To do:
- 1) Answer these from the post on roasting a turkey, one short line each:
(a) How many people is Anne having for dinner?
(b) Where does the post say to jab the thermometer?
(c) Besides basting, what use of a turkey baster does the post name?
- 2) Repeat word for word the part of the turkey post that begins at the words "Talk about turkey" and stops after "here, comma there?".
BEGIN Text provided
Wednesday, November 7, 2012

Talk about turkey




     Just finished talking to my great layout editor, Anne Melnyk who lives in Pittsburgh, as we finished up on all the little niggley changes, like comma here, comma there?
Anne & Margie at Bonnie Leifer's in Pittsburgh
      All done and the Winter Issue of Notes From Toad Hall is ready to go to the printer. We started chatting about Thanksgiving and I learned she’s having sixteen people for dinner including three of her son’s college roommates. I exclaimed that she’d need a really big turkey if she wanted leftovers, like at least 18 pounds. Better at 20. Those are big beasts to roast and I’ve had too many close calls and glitches despite years of experience. It seems I unintentionally attract disaster and feel this is very unfair of life.
     So despite my own lack of perfection, I’m sharing some of my fail-safe tips. In the manner of Hints from Heloise who often leaves me snickering and thinking, these people need to get a life.


These are my best suggestions for roasting a turkey:

Get a digital meat thermometer. Seriously. Maybe everyone else knows this. It’s taken me YEARS to figure out you NEED one. (I should be slapped for sniggering at Heloise.) There’ve been countless times when I thought I understood how long to roast a 21 pound turkey only to learn I’d done the math wrong and had to keep taking the thing out of the oven cutting into it, finding bloody flux, putting it back in, waiting, waiting, and then finally risking salmonella because everyone was either getting crabby and hungry or filling up on antipasto and egg nog and coming to the weighted table full. So get a digital meat thermometer with a probe and a wire that can string to the outside so you don’t even have to open the oven door if you don’t want to.

Get it done early. Err on the side of having it done an hour or even hour and a half before dinner time. (A thermometer will help you know when to take it out, and you can always keep it warm.) You will be so much more relaxed. Done early also gives the turkey time to relax which makes it easier to carve. This rarely happens at my house because I push the timing way too close and there we are carving a steaming hot turkey that shreds and splits rather than slicing up nice and clean. I am confident you can read cookbook tables with minutes per pound far better than me.

No special turkey roaster. Put it in a large pan, or whatever it fits in – it’s okay if the legs hang over a bit. Stuff it, if you’re into that. Jab the thermometer into the fleshiest part of the thigh. Be sure to oil the outside with butter or olive oil – this helps keep the aluminum foil from sticking to the skin. Cover it loosely with foil tucking it in around the edges. About an hour before it’s done remove the foil and baste if you like to have the skin all browned and crisp. Prick a fork into the leg joints and a lot of juice should run out.

Turkey baster. I’m really not one for gadgets. I don’t like gadgets like little dealies that help you separate egg whites from yolks. No. No. No. But a turkey baster has some uses that are deal breakers. Sucking up the juices in the bottom of the pan and squirting them over the beast really helps it stay moist and browns it up beautifully. The baster comes in handy for other things, like drawing the fat off a broth before you make gravy, and other things I mostly forget now.
END Text provided
BEGIN Extracted material
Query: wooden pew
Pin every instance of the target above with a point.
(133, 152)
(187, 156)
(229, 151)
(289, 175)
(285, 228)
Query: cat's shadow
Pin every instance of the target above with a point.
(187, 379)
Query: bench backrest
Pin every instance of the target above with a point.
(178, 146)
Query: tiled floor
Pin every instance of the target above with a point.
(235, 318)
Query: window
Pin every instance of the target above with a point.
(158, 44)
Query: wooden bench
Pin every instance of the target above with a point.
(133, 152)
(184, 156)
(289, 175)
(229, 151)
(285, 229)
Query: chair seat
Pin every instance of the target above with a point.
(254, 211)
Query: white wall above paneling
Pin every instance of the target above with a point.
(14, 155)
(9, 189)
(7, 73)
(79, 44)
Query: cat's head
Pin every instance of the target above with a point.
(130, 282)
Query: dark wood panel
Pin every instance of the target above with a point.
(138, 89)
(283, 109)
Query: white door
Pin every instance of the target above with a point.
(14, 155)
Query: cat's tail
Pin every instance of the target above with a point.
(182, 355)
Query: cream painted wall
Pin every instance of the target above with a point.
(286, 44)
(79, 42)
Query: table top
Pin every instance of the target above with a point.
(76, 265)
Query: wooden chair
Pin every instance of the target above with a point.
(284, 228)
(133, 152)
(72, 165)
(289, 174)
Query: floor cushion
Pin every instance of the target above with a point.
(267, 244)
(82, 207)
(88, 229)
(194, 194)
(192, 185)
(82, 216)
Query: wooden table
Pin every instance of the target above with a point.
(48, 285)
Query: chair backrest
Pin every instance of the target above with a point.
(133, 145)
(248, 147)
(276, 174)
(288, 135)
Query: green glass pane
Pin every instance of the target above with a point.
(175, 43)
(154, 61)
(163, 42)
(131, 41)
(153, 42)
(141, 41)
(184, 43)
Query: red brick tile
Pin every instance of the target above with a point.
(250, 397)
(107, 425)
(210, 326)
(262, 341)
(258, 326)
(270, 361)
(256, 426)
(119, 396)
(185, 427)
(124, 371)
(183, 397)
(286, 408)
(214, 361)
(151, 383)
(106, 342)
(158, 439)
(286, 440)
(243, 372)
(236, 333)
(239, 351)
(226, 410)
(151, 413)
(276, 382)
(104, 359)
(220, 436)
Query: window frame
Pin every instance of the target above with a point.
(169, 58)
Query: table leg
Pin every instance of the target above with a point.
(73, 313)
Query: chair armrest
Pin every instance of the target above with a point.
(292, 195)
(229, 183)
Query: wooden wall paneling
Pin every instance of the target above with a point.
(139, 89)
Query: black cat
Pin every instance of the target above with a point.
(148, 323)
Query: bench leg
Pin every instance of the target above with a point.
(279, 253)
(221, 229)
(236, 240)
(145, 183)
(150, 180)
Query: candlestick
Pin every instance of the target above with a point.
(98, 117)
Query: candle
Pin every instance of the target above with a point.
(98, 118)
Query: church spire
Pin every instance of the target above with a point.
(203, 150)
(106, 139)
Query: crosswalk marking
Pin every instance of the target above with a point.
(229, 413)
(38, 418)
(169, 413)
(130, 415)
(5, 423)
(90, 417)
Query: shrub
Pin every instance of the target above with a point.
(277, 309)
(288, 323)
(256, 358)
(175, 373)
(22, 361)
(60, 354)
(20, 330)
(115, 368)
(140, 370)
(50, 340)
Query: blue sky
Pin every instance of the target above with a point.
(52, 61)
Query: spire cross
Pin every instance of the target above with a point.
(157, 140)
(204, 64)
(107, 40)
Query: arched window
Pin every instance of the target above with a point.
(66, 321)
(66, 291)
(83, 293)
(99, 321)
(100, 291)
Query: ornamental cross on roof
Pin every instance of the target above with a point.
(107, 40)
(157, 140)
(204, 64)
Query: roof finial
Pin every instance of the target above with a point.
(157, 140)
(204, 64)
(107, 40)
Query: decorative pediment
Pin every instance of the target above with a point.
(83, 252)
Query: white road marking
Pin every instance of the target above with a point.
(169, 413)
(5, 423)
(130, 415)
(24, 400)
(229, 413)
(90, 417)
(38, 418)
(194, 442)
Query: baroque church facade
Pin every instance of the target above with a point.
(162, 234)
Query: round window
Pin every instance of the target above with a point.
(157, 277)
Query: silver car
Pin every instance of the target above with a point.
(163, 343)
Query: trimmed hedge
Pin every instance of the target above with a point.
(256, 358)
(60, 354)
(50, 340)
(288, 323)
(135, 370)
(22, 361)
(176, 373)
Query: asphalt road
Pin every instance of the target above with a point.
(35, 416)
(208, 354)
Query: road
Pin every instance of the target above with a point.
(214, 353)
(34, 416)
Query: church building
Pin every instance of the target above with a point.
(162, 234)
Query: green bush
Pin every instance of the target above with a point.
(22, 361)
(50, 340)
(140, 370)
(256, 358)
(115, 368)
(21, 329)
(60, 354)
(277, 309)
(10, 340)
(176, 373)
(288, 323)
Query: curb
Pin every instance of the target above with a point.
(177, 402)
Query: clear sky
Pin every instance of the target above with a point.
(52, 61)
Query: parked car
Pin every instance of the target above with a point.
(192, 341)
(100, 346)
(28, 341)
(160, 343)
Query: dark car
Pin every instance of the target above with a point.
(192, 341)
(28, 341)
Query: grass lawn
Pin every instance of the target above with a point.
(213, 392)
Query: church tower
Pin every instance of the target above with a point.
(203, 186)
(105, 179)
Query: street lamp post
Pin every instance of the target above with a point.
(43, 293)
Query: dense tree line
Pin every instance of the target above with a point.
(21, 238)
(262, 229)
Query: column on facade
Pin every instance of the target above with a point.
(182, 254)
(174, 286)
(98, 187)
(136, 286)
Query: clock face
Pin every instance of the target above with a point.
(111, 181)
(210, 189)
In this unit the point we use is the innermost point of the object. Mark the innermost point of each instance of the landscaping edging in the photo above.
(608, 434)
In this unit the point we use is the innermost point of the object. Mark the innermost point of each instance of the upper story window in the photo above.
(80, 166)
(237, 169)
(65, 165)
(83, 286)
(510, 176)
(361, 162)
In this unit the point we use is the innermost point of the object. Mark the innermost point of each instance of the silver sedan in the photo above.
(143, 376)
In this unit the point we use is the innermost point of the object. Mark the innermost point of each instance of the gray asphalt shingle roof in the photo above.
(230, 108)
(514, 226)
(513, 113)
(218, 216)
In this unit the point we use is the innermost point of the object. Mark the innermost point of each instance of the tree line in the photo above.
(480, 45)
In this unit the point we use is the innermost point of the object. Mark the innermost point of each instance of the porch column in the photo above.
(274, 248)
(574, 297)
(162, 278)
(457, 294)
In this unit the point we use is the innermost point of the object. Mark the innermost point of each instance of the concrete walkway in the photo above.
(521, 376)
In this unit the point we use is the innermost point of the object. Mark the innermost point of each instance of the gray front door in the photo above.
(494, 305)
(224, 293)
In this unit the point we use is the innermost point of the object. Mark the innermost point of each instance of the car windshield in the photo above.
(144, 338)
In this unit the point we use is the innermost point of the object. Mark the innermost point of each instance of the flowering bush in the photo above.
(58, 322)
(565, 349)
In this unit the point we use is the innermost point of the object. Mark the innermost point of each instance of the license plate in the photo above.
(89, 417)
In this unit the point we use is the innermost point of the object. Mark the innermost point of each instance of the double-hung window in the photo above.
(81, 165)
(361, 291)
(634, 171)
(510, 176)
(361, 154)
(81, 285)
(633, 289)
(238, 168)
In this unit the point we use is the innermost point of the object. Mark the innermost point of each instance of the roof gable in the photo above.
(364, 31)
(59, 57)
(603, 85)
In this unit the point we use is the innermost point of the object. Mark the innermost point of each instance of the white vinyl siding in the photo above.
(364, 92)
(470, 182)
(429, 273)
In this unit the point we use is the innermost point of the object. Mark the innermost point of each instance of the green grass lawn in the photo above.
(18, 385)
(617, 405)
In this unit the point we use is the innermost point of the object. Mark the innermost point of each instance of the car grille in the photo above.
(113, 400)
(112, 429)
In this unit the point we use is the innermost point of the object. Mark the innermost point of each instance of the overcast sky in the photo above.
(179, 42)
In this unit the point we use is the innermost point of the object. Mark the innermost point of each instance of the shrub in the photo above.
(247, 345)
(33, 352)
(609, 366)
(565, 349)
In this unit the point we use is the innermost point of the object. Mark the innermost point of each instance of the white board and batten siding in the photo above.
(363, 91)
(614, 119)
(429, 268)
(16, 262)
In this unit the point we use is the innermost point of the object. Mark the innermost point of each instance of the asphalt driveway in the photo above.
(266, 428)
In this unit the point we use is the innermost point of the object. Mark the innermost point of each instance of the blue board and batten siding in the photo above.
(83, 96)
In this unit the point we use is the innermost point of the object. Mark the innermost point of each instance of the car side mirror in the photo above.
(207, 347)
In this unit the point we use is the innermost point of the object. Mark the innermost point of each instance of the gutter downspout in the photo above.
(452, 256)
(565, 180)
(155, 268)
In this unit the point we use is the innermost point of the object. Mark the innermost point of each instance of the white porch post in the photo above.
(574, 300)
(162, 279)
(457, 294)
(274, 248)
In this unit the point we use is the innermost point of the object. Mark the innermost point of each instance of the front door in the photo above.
END Extracted material
Exercise answers:
- 1)
(a) Sixteen.
(b) Into the fleshiest part of the thigh.
(c) Drawing the fat off a broth before you make gravy.

- 2)
Talk about turkey




     Just finished talking to my great layout editor, Anne Melnyk who lives in Pittsburgh, as we finished up on all the little niggley changes, like comma here, comma there?